What to work on: Reproduce exactly the lines from the one containing "Practice. Spot the outdoor" through the end of the entries, including both. Drop the pictures.

Extracted entries:

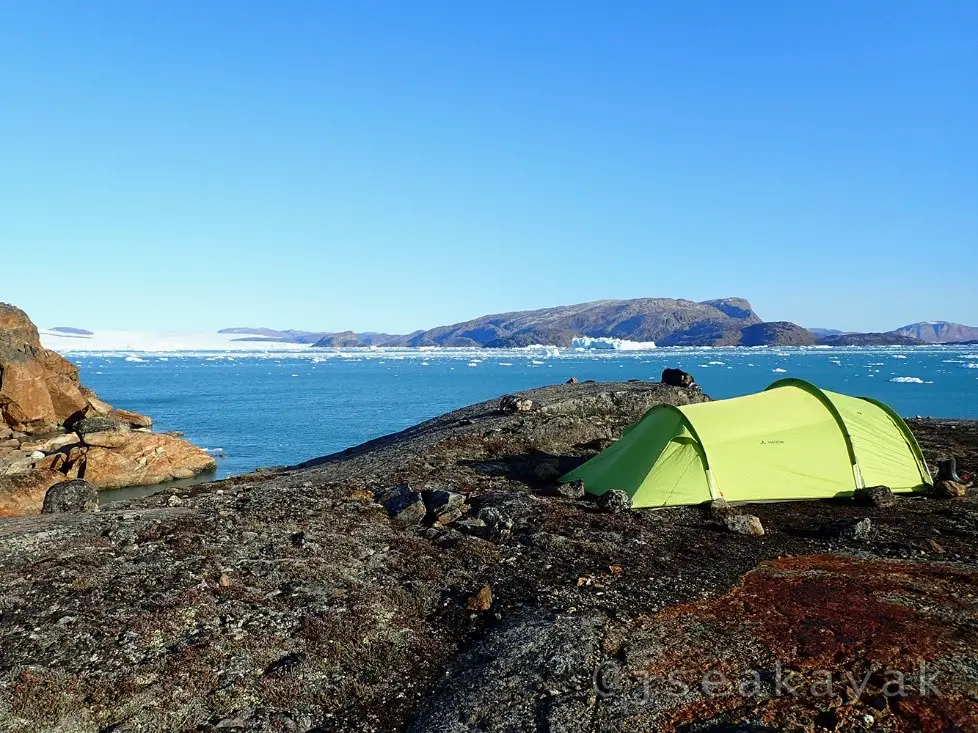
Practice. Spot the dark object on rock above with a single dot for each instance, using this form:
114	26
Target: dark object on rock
497	523
614	501
949	489
546	472
76	495
746	524
403	505
473	527
98	424
848	529
285	667
878	496
443	506
571	490
481	600
512	403
718	509
677	378
948	471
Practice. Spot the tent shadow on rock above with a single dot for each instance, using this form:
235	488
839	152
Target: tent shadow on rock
791	441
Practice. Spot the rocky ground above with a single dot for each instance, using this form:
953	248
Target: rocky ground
294	601
52	428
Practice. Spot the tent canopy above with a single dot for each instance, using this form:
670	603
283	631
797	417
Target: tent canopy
792	441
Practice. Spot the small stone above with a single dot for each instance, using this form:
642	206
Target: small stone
473	527
746	524
443	506
847	529
878	496
614	501
481	600
513	403
571	489
497	523
949	490
73	496
403	505
718	509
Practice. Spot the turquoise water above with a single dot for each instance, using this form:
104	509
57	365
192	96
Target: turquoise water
282	408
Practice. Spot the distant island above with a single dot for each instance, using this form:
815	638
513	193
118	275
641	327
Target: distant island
666	321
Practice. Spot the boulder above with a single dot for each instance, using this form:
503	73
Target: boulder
746	524
51	444
949	489
677	378
571	489
16	462
403	505
24	493
443	507
144	459
498	525
39	389
878	496
513	403
614	501
71	496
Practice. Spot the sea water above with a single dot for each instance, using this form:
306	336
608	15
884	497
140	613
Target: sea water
281	408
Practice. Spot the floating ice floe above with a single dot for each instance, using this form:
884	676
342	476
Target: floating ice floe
587	343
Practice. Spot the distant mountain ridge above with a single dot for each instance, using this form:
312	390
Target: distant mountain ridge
939	332
667	321
292	336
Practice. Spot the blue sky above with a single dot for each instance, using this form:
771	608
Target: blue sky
392	166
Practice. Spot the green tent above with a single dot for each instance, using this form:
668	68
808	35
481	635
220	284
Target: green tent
792	441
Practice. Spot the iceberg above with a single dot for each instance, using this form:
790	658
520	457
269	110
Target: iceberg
587	343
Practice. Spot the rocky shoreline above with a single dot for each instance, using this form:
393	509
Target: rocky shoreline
437	580
53	428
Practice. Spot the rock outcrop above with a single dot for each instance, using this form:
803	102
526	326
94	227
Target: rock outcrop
52	427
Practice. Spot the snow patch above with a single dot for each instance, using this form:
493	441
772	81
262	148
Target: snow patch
587	343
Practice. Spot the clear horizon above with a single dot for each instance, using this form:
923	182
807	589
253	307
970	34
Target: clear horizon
192	167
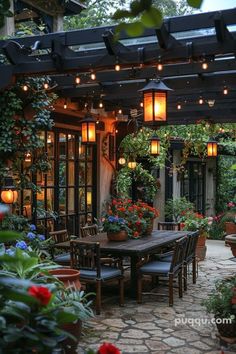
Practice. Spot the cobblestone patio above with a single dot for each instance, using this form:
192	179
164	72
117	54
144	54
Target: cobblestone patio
151	327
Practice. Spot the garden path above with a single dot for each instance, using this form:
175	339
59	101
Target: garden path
155	328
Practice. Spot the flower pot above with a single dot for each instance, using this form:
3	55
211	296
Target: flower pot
230	228
226	330
69	345
231	241
201	246
67	276
117	236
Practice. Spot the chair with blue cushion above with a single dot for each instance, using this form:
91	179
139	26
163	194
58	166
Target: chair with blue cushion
58	237
85	256
170	270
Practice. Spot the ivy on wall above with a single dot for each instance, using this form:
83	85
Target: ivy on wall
22	116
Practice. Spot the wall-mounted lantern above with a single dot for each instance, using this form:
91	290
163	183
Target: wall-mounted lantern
88	130
9	193
212	148
154	102
155	145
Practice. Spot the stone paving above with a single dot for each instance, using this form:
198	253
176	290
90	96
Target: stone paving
155	328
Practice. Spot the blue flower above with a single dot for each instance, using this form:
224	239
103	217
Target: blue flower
10	252
31	236
32	227
41	237
22	245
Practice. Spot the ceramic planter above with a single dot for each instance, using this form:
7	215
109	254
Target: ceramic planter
68	276
117	236
230	227
231	241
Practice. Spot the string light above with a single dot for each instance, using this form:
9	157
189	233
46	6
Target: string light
225	91
200	101
93	76
77	80
25	88
179	106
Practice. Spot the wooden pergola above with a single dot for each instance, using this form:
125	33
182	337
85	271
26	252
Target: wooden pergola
181	45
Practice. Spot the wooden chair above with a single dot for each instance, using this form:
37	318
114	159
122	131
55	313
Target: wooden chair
58	237
174	226
88	230
169	270
85	256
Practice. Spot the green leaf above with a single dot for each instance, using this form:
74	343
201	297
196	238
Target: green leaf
134	29
6	236
195	3
152	18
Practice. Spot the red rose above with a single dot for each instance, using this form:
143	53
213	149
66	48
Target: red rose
41	293
108	348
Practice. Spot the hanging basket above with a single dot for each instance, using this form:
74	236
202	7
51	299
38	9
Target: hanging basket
117	236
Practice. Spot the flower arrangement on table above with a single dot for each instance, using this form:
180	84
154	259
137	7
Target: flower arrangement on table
136	218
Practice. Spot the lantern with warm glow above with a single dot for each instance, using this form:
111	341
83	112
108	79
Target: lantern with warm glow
132	164
88	130
122	161
155	145
8	193
154	102
212	148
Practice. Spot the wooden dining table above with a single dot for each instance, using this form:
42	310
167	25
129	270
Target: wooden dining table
136	249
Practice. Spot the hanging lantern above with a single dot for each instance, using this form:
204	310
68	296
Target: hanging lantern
122	161
155	145
8	193
154	102
88	130
132	163
212	148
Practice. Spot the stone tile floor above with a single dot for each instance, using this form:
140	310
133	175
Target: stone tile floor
155	328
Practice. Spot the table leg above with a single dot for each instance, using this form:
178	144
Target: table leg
133	276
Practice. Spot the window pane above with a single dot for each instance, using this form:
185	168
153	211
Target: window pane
50	144
71	146
62	200
62	173
81	199
71	173
71	200
62	146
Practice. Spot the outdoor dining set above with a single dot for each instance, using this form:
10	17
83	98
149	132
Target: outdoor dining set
167	253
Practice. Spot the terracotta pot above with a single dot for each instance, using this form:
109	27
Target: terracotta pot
68	276
231	241
201	246
69	345
149	228
230	228
117	236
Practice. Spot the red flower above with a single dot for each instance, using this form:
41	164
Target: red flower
41	293
108	348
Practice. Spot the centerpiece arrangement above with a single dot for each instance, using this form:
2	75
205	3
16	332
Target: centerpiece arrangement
136	219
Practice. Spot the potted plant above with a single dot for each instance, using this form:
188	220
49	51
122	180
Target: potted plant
192	221
221	302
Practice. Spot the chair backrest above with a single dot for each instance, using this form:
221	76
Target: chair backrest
179	253
88	230
174	226
85	255
191	246
59	236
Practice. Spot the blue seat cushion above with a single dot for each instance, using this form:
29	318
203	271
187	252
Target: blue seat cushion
106	273
62	258
156	267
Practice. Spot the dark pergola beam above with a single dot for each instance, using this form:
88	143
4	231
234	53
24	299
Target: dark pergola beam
222	32
165	39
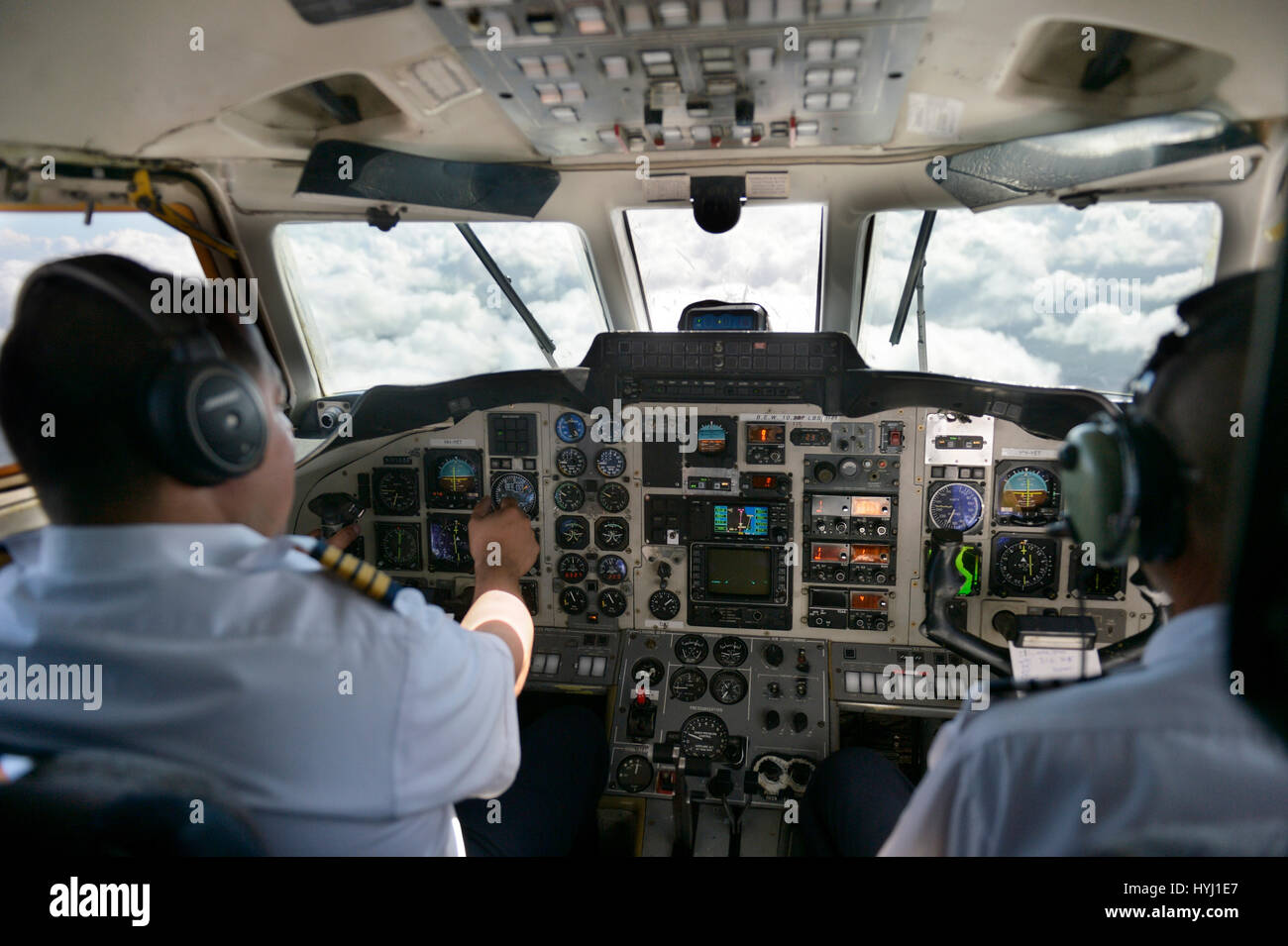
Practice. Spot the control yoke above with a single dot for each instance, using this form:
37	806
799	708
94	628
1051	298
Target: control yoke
941	587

Expected output:
Practice. Spot the outdoor dining set above with a single dot for each instance, using this form:
10	17
83	98
149	132
Target: outdoor dining set
167	253
Practice. Spot the terracotta pot above with a single dot for each instance, using this form:
109	27
Target: terracotta pot
68	276
231	241
201	246
69	345
149	228
230	228
117	236
Practice. Spot the red flower above with a single dot for each instance, using this form:
41	164
Target: red flower
41	293
108	348
Practice. Spot the centerpiece arrangement above with a single dot for each instance, using this form:
2	75
205	3
16	332
Target: centerpiece arrangement
136	219
Practice. Spot the potted plant above with a single dot for each instance, using this form:
188	220
49	51
122	180
Target: potted plant
192	221
221	302
Practice. Spot the chair backrest above with a single dot for each instance, using this form:
221	76
Target: chair backrest
179	253
88	230
174	226
85	255
191	246
59	236
Practice. Spot the blue seat cushion above with a single dot for each instance, using this form:
29	318
203	271
187	252
Target: blue seat cushion
106	273
62	258
156	267
Practice. Spot the dark pergola beam above with a single dot for each instance, using this form:
88	143
4	231
234	53
24	299
Target: dark pergola beam
222	32
165	39
Practice. Spot the control yoke above with a single dot for each instance, using this form:
37	806
799	708
94	628
1051	298
Target: control yoke
941	587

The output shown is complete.